__Data to process__:
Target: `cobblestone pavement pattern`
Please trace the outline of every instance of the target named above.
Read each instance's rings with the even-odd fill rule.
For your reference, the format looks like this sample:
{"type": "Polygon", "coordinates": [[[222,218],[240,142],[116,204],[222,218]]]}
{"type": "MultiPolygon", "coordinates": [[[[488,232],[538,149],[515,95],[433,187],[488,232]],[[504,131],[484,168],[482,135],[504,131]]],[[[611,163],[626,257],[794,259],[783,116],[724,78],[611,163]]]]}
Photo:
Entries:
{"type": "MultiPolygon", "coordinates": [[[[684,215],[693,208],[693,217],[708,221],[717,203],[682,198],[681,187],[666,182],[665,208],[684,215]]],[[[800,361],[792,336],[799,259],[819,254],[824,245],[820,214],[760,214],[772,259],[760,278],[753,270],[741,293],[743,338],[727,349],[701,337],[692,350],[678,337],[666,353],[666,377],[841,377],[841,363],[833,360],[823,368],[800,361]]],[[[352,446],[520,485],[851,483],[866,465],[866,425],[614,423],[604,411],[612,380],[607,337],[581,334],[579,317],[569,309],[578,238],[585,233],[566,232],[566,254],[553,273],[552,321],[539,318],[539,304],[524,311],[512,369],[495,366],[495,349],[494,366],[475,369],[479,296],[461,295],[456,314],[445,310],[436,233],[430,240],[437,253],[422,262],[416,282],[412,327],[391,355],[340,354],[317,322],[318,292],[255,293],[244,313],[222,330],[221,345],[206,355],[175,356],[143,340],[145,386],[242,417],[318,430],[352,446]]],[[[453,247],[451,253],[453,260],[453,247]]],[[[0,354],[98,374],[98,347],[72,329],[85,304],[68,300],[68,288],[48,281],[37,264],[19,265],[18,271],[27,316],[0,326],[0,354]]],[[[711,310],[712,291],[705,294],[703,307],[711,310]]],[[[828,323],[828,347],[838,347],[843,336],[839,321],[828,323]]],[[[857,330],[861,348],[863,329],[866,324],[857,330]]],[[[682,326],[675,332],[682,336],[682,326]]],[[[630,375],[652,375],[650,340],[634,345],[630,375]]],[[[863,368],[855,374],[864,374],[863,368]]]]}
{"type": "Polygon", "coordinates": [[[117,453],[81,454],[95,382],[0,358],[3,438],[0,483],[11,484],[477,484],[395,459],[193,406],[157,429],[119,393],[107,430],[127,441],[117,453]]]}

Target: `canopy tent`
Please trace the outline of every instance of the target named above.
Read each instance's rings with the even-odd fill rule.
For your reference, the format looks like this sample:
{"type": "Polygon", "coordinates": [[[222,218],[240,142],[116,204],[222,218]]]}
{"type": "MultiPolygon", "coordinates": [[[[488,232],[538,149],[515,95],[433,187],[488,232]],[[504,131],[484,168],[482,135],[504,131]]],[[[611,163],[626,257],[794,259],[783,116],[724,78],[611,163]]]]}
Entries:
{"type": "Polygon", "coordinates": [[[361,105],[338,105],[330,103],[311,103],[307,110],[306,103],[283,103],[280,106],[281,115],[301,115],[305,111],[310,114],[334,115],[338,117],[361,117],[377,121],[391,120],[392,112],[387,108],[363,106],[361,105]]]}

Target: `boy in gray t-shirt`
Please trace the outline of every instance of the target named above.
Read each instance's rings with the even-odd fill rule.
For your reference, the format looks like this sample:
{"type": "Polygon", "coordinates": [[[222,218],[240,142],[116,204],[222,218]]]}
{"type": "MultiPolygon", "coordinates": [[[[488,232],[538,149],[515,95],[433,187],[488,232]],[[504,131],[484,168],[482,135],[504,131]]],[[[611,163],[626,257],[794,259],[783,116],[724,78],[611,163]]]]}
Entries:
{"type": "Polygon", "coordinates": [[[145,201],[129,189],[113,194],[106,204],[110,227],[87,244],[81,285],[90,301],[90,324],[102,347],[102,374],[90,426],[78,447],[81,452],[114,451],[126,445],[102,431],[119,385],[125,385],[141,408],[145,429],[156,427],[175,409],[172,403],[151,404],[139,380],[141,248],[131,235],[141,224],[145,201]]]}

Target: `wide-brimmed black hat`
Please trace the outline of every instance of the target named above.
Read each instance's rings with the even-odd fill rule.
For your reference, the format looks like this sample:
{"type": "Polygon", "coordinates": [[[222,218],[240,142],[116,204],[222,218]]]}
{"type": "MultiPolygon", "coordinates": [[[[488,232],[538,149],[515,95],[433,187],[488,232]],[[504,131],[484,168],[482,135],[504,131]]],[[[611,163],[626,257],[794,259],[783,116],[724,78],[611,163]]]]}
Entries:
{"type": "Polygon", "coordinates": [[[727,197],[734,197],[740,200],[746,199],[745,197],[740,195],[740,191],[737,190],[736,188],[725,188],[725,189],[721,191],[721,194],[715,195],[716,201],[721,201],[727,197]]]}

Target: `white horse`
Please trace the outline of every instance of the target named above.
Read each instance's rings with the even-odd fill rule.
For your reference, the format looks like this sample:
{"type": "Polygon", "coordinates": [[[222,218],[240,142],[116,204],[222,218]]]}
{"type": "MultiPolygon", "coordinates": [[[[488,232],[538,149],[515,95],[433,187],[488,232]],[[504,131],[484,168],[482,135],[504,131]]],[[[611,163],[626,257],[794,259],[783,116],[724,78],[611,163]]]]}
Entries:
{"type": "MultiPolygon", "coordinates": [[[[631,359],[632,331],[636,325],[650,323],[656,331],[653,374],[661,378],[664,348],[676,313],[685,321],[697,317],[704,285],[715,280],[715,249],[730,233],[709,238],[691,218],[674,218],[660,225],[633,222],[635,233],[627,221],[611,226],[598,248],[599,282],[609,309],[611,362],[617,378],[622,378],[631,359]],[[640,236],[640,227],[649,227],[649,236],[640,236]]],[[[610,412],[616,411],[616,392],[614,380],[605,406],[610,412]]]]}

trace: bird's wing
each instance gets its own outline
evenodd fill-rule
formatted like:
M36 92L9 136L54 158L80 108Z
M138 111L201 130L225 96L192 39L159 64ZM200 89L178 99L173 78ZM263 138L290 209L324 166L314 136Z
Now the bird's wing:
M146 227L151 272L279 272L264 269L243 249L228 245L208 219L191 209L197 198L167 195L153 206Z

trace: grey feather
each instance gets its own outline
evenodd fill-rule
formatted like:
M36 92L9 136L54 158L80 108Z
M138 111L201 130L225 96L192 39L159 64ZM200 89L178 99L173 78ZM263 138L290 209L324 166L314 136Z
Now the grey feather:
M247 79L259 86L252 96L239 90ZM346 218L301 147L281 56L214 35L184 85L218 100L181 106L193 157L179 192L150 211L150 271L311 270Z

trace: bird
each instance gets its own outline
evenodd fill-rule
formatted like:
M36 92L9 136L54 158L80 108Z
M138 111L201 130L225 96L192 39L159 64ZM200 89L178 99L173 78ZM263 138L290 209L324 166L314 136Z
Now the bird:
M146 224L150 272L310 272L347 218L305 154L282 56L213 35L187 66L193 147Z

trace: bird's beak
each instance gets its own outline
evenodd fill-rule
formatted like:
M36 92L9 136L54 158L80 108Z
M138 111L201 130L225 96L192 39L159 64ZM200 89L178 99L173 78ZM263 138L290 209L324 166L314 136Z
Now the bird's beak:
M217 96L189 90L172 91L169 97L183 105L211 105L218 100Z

__Short task__: Give back exactly the lines from the one containing "trace: bird's wing" to the end of the material, both ends included.

__Final result__:
trace: bird's wing
each instance gets its own outline
evenodd fill-rule
formatted like:
M36 92L9 136L54 158L80 108Z
M138 111L201 130L225 96L192 39L159 64ZM200 89L178 99L173 78ZM263 138L290 209L324 166L314 136Z
Now the bird's wing:
M146 227L151 272L279 272L264 269L243 249L228 245L208 219L191 209L197 198L167 195L153 206Z

trace: grey feather
each instance gets its own outline
evenodd fill-rule
formatted like:
M36 92L9 136L54 158L80 108Z
M138 111L201 130L225 96L192 39L159 64ZM200 89L178 99L173 78ZM263 138L290 209L324 166L314 136Z
Now the grey feather:
M247 79L259 86L252 96L239 90ZM346 218L301 147L281 56L214 35L184 85L218 100L181 106L193 157L179 192L150 211L150 271L311 270Z

trace: bird
each instance gets its own outline
evenodd fill-rule
formatted like:
M36 92L9 136L54 158L80 108Z
M138 111L201 130L225 96L192 39L159 64ZM200 89L178 99L173 78ZM263 138L290 209L324 166L314 136Z
Now the bird:
M146 224L150 272L310 272L347 218L305 154L282 56L213 35L187 66L193 147Z

trace: bird's beak
each instance gets its own outline
evenodd fill-rule
formatted like:
M36 92L9 136L54 158L80 108Z
M138 111L201 130L225 96L192 39L159 64ZM200 89L178 99L173 78ZM263 138L290 209L324 166L314 136Z
Now the bird's beak:
M217 96L189 90L172 91L169 97L183 105L211 105L218 100Z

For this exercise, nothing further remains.